Could you turn every line of the listing below into a numbered list, dropping any blank lines?

# Data listing
>>

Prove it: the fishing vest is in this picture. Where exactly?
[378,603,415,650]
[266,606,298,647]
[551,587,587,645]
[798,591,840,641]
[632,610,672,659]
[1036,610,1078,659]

<<

# Result
1. Prove it: the fishing vest is in this picture. Where exactly?
2. [378,603,415,650]
3. [266,606,298,647]
4. [551,587,587,645]
5. [798,591,840,641]
6. [632,610,672,659]
7. [1036,610,1078,659]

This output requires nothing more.